Location labeling entries
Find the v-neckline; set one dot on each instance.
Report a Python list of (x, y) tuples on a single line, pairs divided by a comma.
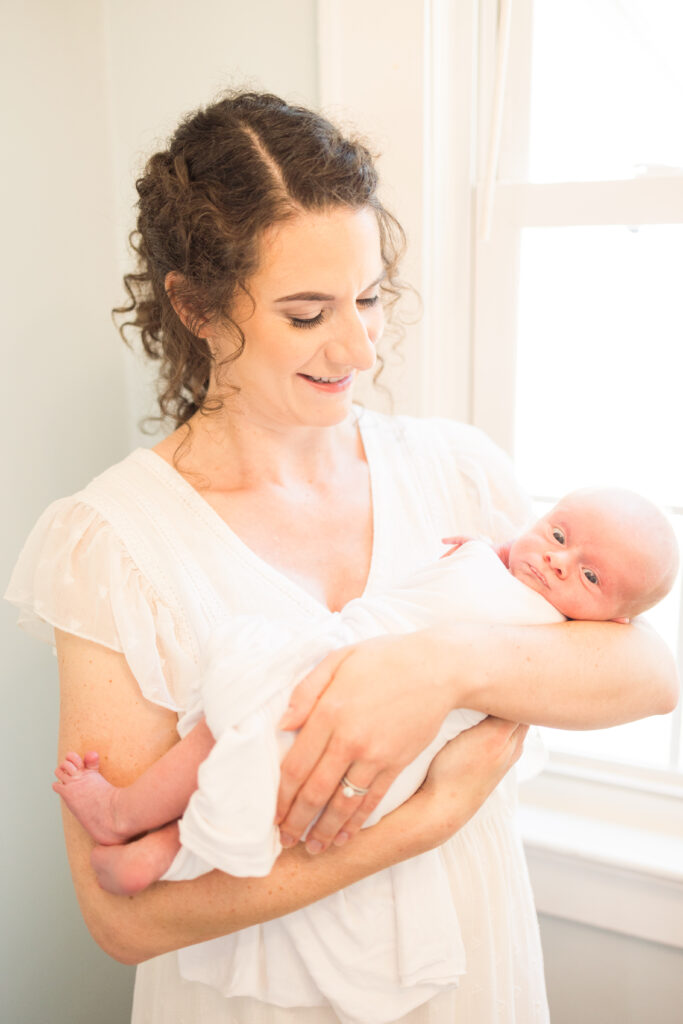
[(220, 527)]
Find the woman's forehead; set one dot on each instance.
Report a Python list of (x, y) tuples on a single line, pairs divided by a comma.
[(319, 251)]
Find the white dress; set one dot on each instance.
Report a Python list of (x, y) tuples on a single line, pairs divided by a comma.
[(139, 562)]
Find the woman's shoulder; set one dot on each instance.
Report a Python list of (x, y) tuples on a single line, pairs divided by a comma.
[(432, 435), (457, 460)]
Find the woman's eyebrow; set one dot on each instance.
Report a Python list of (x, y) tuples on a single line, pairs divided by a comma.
[(318, 296)]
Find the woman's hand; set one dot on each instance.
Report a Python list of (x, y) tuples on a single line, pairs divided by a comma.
[(365, 713)]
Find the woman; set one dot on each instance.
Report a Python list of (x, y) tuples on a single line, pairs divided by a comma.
[(264, 257)]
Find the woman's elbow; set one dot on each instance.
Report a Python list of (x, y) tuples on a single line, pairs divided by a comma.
[(670, 693), (118, 942)]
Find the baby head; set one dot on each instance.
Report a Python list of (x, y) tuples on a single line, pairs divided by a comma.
[(599, 554)]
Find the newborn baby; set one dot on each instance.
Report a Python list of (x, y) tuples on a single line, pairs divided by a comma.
[(598, 554)]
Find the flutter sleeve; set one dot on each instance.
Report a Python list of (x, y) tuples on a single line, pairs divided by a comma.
[(499, 506), (75, 573)]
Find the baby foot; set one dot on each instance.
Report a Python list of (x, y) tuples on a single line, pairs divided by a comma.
[(90, 798), (130, 868)]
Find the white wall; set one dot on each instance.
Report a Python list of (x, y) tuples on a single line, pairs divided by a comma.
[(88, 87)]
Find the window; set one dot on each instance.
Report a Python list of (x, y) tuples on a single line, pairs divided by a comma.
[(584, 251), (579, 314)]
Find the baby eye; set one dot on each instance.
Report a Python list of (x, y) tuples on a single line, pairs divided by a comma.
[(308, 322)]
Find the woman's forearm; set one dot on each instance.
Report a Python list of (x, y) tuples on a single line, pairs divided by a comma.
[(574, 675), (172, 914)]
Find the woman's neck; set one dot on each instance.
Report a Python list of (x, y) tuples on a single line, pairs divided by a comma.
[(235, 451)]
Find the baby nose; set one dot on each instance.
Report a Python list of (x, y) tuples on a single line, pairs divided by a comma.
[(557, 562)]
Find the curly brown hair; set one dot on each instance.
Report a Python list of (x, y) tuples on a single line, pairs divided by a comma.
[(232, 170)]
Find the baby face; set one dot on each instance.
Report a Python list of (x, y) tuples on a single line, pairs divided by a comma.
[(586, 558)]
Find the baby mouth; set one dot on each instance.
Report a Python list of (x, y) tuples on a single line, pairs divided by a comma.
[(539, 576)]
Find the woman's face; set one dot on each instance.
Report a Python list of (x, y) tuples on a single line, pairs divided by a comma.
[(314, 321)]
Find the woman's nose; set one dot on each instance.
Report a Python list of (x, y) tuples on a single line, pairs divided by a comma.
[(354, 343)]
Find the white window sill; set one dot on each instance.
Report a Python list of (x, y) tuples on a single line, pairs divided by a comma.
[(604, 855)]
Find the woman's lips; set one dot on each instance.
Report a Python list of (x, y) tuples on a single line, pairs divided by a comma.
[(339, 384)]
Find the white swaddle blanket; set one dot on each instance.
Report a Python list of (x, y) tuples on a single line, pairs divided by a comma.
[(388, 943)]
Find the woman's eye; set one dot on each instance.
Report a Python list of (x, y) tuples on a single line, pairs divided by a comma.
[(308, 322)]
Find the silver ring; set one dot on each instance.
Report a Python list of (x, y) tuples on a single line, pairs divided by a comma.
[(349, 790)]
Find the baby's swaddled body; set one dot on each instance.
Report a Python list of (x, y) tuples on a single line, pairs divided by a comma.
[(384, 945)]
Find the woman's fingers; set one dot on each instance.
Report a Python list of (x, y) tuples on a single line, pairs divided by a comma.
[(296, 769), (306, 693), (344, 815)]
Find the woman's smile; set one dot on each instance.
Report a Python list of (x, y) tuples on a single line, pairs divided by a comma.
[(311, 320)]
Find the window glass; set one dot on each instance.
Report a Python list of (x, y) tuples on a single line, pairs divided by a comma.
[(598, 400), (606, 88), (600, 359)]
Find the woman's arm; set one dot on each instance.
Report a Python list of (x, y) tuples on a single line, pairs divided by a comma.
[(102, 709), (575, 675)]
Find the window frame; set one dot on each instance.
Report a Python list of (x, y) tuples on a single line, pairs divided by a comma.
[(443, 54)]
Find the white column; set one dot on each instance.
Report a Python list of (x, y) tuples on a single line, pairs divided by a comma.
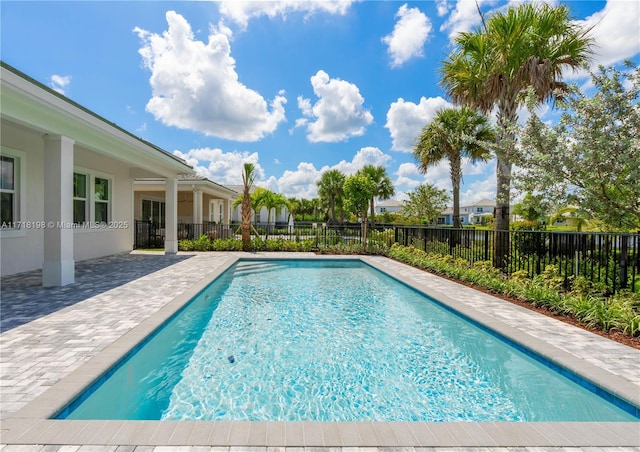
[(58, 268), (171, 217), (197, 201), (195, 207), (226, 212)]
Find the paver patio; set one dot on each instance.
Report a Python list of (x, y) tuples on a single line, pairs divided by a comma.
[(48, 334)]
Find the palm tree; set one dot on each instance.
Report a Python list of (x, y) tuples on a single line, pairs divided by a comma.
[(384, 186), (330, 188), (526, 47), (248, 178), (293, 205), (272, 201), (453, 134)]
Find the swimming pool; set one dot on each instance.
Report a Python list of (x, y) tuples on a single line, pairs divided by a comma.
[(249, 348)]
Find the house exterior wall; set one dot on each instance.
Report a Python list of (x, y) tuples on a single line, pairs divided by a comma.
[(88, 243), (91, 243), (23, 250)]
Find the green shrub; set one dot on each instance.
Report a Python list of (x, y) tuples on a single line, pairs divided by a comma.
[(620, 312)]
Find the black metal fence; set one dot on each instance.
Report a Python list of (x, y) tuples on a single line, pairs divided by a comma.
[(150, 235), (611, 260)]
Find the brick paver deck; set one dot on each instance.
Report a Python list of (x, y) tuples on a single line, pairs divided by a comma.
[(49, 334)]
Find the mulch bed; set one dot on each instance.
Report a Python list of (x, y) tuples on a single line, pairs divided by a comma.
[(617, 336)]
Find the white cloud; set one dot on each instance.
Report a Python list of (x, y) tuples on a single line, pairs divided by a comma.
[(241, 12), (195, 85), (482, 188), (405, 120), (219, 166), (409, 35), (225, 168), (464, 17), (443, 7), (338, 114), (616, 31), (59, 83)]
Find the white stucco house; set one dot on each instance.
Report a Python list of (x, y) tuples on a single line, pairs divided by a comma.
[(277, 215), (470, 214), (389, 206), (69, 183)]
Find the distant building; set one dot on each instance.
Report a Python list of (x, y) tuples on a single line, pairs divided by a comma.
[(389, 206), (475, 213)]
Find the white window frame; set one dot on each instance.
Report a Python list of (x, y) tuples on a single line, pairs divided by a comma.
[(19, 191), (91, 197), (87, 196), (154, 200)]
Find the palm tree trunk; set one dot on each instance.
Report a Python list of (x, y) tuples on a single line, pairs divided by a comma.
[(373, 213), (506, 118), (456, 175)]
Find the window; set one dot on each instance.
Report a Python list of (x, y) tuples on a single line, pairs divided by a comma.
[(102, 200), (80, 195), (8, 194), (92, 197), (153, 211)]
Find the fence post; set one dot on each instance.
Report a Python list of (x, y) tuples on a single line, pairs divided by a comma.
[(486, 245), (624, 258)]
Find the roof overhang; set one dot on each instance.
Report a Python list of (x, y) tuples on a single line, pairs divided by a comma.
[(33, 105)]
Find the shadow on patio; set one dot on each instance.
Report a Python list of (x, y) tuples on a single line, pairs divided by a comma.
[(23, 299)]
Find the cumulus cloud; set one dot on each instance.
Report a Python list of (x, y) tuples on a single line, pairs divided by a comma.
[(301, 183), (224, 168), (409, 35), (464, 17), (615, 31), (241, 12), (339, 112), (195, 85), (59, 83), (405, 120)]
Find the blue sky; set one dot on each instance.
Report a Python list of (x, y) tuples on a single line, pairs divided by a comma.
[(296, 87)]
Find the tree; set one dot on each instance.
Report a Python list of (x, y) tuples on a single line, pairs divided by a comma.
[(426, 202), (272, 201), (258, 200), (330, 188), (532, 208), (591, 158), (453, 134), (248, 178), (527, 46), (293, 205), (384, 187), (358, 190)]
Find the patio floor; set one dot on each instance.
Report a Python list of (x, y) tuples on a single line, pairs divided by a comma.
[(48, 335)]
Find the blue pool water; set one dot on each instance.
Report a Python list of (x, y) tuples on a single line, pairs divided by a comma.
[(330, 341)]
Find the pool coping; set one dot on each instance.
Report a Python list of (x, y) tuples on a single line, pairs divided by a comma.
[(31, 424)]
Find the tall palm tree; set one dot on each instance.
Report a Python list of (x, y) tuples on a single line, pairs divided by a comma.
[(453, 134), (248, 178), (384, 186), (330, 188), (525, 47), (272, 201)]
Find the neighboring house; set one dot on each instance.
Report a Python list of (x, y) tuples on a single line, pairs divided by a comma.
[(67, 182), (476, 213), (388, 206)]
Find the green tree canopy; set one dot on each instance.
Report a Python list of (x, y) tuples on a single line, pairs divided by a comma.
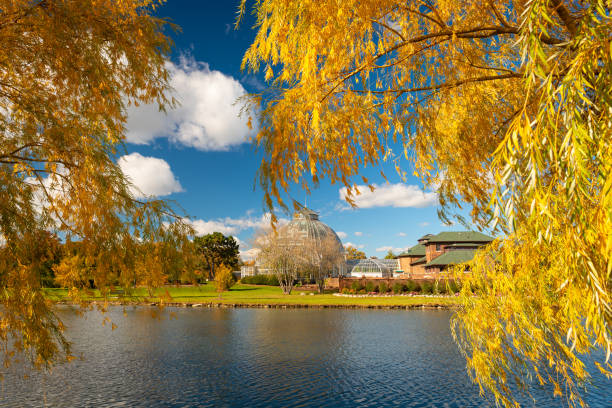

### Problem requirements
Please copy the entries above word for word, everything from the line containing "Find the white window sill;" down to the line containing "[(339, 384)]".

### Exercise solution
Find the white window sill; set one dot on each instance.
Report a Python list of (x, y) tuples on a single line, pairs divided by a comma.
[(604, 855)]
Find the woman's lips; set one dot on each instance.
Report a Python list of (x, y) tuples on a single line, pairs divided by a comma.
[(339, 384)]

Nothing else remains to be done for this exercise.